__GIVEN TASK__. Echo the following records line for line, with no changes.

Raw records
= = =

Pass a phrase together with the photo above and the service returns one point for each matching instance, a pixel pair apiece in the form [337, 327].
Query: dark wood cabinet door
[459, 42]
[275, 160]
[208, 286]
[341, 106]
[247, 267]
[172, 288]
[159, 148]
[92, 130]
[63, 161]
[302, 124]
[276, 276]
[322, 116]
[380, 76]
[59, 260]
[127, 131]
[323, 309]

= = =

__WRITTEN SOLUTION__.
Pass a phrase together with the photo above and the service returns one point for each matching instance, a pixel pair apiece in the form [337, 327].
Query: dark wood cabinet door
[459, 42]
[275, 160]
[208, 286]
[341, 106]
[247, 267]
[172, 288]
[159, 148]
[92, 130]
[63, 161]
[302, 124]
[276, 276]
[322, 116]
[380, 76]
[59, 260]
[127, 131]
[323, 309]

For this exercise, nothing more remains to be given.